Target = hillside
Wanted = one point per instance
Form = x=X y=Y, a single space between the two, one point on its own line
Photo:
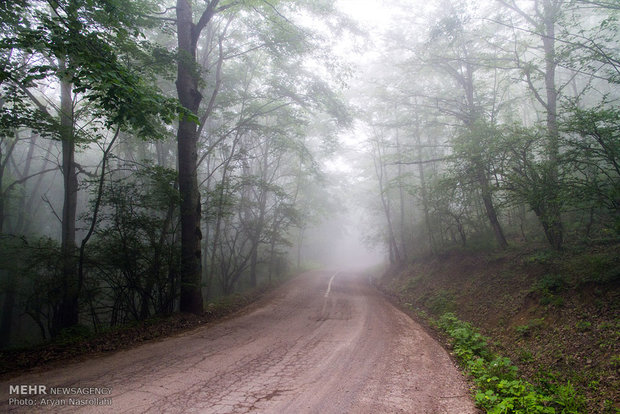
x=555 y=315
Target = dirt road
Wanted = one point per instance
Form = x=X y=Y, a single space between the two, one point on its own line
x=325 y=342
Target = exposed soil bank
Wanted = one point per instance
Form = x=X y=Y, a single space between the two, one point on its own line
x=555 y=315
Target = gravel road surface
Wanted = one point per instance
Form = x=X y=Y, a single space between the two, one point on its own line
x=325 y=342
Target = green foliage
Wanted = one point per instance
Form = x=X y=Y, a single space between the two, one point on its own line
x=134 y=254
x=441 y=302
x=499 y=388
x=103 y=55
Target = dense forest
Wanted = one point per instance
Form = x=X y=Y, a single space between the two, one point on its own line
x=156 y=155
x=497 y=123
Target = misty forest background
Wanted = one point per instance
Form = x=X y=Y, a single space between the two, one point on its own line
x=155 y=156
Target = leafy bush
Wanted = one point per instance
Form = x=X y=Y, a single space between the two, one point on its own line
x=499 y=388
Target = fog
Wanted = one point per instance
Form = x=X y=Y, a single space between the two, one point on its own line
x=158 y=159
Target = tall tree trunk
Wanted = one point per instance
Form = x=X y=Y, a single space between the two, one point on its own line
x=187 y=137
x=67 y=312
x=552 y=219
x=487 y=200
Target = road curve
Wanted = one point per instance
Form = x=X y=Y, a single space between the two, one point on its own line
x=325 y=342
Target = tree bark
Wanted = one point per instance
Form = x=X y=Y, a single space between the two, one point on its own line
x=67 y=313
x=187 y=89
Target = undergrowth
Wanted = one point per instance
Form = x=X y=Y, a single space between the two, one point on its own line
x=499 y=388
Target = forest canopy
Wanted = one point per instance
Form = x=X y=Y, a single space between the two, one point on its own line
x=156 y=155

————

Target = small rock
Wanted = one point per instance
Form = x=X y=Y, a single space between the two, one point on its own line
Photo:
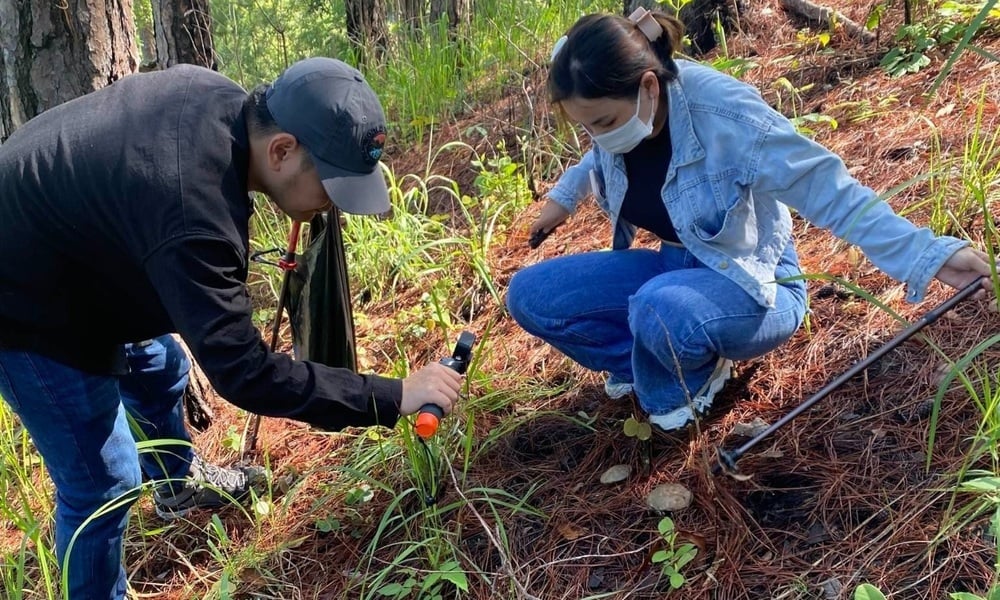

————

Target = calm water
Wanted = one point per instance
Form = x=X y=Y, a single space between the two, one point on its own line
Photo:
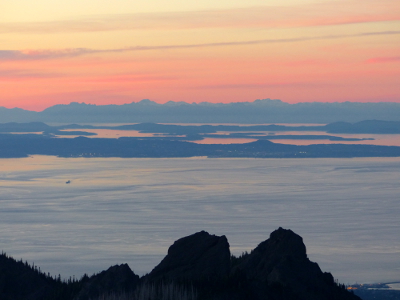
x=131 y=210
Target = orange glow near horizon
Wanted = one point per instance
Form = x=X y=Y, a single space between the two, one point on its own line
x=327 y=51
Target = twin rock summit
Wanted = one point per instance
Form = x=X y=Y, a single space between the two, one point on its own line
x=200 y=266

————

### Challenge
Copy out, word for word, the lines between the one containing "Target = twin rock summit" and the one containing "x=200 y=266", including both of those lines.

### Result of the exercise
Target = twin rock summit
Wanted = one point per instance
Form = x=X y=Y, a single space between the two, one point on its own line
x=200 y=266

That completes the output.